**Materials provided:**

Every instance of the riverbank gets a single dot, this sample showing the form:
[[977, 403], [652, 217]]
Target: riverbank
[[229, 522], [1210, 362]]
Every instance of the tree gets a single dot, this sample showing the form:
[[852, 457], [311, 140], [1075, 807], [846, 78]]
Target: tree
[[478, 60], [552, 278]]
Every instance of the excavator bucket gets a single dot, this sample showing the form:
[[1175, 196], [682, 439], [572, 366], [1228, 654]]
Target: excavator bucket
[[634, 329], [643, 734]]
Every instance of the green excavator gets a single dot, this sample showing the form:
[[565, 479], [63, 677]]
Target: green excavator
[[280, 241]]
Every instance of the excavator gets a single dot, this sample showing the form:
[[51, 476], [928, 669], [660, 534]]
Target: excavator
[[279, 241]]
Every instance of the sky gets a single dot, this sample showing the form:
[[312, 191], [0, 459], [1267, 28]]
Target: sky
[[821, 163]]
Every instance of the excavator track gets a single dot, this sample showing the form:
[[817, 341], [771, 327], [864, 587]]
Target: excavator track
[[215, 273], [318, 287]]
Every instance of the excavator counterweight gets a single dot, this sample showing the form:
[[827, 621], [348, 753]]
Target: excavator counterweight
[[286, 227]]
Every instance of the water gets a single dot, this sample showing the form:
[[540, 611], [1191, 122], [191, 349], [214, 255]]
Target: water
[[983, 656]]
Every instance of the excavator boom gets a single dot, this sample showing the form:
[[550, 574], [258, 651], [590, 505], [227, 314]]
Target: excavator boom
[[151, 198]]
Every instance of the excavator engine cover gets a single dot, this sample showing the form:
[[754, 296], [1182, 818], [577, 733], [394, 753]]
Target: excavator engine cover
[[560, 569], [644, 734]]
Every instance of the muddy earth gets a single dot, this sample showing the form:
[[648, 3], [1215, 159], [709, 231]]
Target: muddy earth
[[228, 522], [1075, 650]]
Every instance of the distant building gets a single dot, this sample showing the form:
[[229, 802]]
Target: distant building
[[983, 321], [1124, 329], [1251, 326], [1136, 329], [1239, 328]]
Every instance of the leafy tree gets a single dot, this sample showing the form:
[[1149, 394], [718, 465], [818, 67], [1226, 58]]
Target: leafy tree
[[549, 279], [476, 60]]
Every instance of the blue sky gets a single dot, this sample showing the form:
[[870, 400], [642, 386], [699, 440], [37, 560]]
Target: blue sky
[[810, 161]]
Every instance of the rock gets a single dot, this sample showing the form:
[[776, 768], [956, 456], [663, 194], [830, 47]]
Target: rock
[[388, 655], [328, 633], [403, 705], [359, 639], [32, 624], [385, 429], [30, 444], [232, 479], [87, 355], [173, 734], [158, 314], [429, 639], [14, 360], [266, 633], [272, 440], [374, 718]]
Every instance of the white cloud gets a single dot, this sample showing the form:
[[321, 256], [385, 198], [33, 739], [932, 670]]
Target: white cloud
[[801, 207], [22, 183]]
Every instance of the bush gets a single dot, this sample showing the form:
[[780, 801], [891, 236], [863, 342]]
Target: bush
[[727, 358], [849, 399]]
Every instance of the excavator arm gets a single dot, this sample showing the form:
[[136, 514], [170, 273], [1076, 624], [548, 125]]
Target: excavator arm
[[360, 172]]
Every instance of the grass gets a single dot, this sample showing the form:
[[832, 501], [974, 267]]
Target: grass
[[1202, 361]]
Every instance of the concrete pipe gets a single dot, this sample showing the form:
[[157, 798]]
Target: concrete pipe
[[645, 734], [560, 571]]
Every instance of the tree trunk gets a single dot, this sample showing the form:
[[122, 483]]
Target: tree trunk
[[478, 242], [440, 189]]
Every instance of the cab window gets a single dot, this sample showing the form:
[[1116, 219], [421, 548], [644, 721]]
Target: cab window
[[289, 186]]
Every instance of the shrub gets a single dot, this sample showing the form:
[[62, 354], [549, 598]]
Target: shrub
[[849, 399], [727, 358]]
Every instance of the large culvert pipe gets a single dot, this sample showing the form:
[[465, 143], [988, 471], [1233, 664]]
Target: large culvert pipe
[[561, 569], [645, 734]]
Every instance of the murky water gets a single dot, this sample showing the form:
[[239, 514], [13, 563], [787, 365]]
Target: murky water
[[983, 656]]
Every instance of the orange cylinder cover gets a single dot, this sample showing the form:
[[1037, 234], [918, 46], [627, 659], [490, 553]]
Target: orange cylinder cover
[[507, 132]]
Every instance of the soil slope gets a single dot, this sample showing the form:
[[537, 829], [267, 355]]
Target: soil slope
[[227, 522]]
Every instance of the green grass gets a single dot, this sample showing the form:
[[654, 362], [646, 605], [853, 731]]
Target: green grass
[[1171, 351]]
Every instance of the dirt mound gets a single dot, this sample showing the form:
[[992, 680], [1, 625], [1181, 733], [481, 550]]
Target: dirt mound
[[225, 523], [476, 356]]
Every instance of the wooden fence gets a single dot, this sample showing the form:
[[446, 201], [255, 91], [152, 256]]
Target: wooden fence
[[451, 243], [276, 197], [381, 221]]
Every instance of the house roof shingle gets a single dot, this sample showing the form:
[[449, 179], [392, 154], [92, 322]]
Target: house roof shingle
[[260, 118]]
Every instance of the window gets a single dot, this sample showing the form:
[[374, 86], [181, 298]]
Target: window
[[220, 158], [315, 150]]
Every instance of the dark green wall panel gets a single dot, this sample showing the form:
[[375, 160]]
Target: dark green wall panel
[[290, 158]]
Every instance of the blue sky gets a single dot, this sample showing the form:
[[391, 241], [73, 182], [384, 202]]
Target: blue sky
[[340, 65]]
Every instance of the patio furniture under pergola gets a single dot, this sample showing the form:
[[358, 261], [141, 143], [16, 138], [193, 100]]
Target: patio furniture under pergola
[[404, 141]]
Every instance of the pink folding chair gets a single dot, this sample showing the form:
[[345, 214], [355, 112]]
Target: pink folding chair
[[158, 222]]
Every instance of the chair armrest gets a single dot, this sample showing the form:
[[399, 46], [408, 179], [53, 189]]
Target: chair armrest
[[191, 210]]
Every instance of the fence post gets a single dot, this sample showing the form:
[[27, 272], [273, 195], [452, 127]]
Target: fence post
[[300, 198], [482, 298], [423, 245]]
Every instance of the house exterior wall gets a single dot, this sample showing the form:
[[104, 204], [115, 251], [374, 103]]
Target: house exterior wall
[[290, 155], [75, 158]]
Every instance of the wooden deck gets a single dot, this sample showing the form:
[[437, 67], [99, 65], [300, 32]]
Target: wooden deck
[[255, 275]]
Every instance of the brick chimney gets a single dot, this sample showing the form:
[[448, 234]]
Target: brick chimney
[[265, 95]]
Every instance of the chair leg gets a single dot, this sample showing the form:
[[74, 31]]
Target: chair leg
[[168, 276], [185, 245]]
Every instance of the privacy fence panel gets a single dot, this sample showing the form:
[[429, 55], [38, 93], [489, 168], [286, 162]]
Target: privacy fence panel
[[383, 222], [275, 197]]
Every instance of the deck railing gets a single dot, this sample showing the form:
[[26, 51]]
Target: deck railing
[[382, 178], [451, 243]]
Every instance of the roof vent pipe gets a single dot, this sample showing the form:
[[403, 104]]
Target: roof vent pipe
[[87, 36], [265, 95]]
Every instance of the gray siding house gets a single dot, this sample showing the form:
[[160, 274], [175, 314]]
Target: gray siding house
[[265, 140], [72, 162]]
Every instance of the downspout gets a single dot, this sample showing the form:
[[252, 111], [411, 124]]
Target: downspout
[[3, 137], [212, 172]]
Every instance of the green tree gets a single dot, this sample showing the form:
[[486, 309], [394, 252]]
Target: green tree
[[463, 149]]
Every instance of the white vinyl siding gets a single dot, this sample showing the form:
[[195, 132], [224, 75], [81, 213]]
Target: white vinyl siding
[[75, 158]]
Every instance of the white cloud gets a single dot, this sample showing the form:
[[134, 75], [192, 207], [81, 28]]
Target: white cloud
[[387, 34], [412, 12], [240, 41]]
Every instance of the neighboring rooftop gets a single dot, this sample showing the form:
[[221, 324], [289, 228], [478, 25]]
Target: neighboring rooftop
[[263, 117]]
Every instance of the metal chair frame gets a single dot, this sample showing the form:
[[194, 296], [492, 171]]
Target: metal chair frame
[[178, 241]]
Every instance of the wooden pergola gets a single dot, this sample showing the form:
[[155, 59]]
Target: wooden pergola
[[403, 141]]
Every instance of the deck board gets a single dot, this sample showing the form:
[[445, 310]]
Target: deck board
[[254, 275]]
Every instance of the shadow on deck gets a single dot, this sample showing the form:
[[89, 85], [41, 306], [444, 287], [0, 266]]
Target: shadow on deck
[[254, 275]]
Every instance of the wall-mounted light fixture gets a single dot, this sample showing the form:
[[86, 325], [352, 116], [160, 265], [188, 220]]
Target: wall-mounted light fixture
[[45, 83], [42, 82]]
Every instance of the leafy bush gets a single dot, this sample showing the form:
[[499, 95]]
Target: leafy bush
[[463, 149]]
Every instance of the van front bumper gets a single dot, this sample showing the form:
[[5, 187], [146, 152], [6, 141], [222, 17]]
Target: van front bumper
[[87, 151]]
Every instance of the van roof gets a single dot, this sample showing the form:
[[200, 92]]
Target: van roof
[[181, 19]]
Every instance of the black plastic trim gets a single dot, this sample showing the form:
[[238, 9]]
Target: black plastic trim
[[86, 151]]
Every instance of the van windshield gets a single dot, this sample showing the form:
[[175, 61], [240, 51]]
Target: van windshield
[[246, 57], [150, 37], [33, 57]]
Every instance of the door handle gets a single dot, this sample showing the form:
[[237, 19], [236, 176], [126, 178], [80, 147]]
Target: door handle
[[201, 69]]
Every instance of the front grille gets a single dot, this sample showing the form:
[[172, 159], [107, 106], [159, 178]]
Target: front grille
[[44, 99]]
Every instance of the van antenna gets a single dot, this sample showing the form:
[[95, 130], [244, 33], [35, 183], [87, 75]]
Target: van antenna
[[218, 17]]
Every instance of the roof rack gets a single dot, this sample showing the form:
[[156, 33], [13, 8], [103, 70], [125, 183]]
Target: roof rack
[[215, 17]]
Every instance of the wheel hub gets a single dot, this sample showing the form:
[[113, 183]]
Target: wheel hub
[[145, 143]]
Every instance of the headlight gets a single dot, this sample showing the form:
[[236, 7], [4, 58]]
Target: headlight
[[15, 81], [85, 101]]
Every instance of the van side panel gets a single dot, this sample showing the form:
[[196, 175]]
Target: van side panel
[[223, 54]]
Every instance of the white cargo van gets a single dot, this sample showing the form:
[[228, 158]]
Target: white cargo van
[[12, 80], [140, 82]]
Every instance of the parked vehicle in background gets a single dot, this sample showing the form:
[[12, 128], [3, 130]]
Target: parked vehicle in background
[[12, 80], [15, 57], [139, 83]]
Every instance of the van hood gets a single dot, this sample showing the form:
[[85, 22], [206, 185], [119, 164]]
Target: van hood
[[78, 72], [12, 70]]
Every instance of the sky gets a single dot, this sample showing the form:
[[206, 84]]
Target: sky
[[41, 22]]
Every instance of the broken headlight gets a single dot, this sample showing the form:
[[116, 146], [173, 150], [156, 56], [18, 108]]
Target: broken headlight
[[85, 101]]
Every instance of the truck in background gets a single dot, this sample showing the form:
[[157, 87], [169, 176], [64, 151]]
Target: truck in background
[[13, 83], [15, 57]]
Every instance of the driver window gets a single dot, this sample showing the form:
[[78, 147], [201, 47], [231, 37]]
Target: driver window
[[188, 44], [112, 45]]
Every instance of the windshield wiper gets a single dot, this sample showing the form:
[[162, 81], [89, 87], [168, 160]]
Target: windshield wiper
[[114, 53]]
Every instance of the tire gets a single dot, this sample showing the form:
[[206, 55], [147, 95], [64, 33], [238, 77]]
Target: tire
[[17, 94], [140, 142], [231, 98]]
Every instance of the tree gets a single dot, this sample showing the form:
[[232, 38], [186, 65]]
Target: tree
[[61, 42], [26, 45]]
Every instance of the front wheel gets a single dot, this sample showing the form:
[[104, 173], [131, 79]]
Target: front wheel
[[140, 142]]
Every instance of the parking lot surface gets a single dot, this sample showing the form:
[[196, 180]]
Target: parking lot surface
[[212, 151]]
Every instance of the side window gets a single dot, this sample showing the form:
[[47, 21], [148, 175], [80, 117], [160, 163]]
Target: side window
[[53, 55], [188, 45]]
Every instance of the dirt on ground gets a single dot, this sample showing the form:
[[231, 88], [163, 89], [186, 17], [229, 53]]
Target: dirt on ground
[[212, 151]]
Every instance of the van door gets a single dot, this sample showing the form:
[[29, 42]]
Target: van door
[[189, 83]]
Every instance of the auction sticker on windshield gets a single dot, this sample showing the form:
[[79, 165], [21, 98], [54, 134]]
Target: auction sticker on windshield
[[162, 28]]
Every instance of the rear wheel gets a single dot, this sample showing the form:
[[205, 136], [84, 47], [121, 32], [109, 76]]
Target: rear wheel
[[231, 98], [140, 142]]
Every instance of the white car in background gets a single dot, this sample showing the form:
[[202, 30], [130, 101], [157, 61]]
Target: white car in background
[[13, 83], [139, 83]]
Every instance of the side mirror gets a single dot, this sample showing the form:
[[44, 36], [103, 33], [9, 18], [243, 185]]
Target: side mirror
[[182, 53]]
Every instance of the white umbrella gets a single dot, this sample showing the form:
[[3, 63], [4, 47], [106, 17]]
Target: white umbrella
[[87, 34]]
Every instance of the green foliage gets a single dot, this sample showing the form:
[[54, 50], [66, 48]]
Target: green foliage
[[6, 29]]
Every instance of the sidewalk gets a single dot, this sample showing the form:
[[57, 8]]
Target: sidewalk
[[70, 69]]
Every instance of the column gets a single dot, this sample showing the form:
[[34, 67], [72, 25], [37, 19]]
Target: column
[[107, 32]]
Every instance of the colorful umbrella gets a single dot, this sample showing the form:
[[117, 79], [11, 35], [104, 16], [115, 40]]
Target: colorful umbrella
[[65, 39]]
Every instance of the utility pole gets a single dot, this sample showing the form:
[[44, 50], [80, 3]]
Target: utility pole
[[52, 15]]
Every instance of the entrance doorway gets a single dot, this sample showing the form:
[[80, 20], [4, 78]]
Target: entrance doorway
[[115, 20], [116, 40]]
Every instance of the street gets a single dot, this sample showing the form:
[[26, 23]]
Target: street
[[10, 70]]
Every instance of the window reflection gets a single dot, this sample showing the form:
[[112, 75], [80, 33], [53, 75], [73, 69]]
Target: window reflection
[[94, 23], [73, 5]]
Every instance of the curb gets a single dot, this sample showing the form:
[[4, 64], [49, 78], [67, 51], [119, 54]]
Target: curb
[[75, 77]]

**Request:** Rewrite the lines above from the one holding "Every instance of the house roof" through the one holding "[[220, 158], [315, 150]]", both included, with the requests unchanged. Multiply every point coordinate in the answers by 1.35 and round each result to a whole number, rounding halves up, but leave the numbers in the requests and their format samples as they are.

**Expected answer:**
Every instance of the house roof shingle gets a single dot, this sample showing the form:
[[449, 179], [392, 154], [92, 322]]
Target: house roof shingle
[[351, 159]]
Every instance of the window gets a single dot, this sample showing the form:
[[374, 86], [181, 298]]
Target: window
[[297, 213], [425, 203]]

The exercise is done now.